***** TEXT PROVIDED *****
Madrigal shares jump on midstage NASH results

Using an old Roche drug, Madrigal Pharmaceuticals has seen its stock soar 130% on its latest fatty liver disease trials data.

It’s been a bit of a journey for the biotech: Last year, the biotech merged with oncology company Synta Pharmaceuticals, coming after Synta ditched a lung cancer study and axed 20% of its staff in 2015.

The decision to merge with Madrigal (and change its name to Madrigal Pharmaceuticals while moving its corporate headquarters to Philadelphia) pivoted the merger company’s focus away from oncology and saw it move its attention to developing small-molecule drugs in cardiovascular-metabolic diseases and non-alcoholic steatohepatitis (NASH).

Madrigal’s main attraction was its lead NASH compound, MGL-3196, a once-daily pill for fatty liver disease in-licensed from Roche. The drug works as a liver-directed selective thyroid hormone receptor-ß (THR-ß) agonist.
*****
◆ **TASKS FOR THIS EXERCISE**
A: Edit the passage of the Madrigal article starting with "The decision to" and going on through "receptor-ß (THR-ß) agonist.", putting "Boston" in place of "Philadelphia".
B: Continue the article on Madrigal's NASH trial results from the point where it stops.
The entries have nothing to do with this.
***** RECORDED INFORMATION *****
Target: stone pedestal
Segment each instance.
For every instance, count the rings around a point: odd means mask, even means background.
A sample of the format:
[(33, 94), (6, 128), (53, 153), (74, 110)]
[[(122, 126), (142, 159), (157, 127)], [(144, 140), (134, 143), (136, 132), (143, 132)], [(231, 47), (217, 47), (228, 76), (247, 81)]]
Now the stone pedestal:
*****
◆ **YOUR WRITTEN ANSWERS**
A:
The decision to merge with Madrigal (and change its name to Madrigal Pharmaceuticals while moving its corporate headquarters to Boston) pivoted the merger company’s focus away from oncology and saw it move its attention to developing small-molecule drugs in cardiovascular-metabolic diseases and non-alcoholic steatohepatitis (NASH).

Madrigal’s main attraction was its lead NASH compound, MGL-3196, a once-daily pill for fatty liver disease in-licensed from Roche. The drug works as a liver-directed selective thyroid hormone receptor-ß (THR-ß) agonist.

B:
NASH is a form of chronic liver disease caused by a buildup of fat in the liver and is thought to affect around 15 million Americans. If left untreated, it can cause scarring, or fibrosis, in the liver, which can eventually lead to liver failure or cancer.

Some experts predict it could replace alcoholism and viral hepatitis as the leading cause of liver transplants by the next decade, generating a market for NASH-targeted medicines that could reach a whopping $35 billion at its peak. A number of other companies alongside Gilead—including Bristol-Myers Squibb, Allergan, Shire, Genfit and Intercept—are all looking to get into this lucrative market.

Today, Madrigal posted new topline data from a phase 2 study of MGL-3196 over 36 weeks that showed “statistically significant results in multiple week 36 endpoints including key secondary endpoints, reduction and resolution of NASH.”

Drilling down into the numbers, statistically significantly more patients treated with MGL-3196 compared with a dummy treatment hit two-point reduction in NAS (NAFLD activity score) on biopsy (56% in the MGL-3196 group and 70% in those patients with less than 30% relative fat reduction on week 12 MRI-PDFF—early responders—compared to 32% on placebo).

NASH resolution scores saw 27% on the first group and 39% in the responder group, with placebo at 6%. In MGL-3196 patients with NASH resolution, fibrosis also resolved in 50% of patients and was decreased statistically significantly relative to all placebo patients.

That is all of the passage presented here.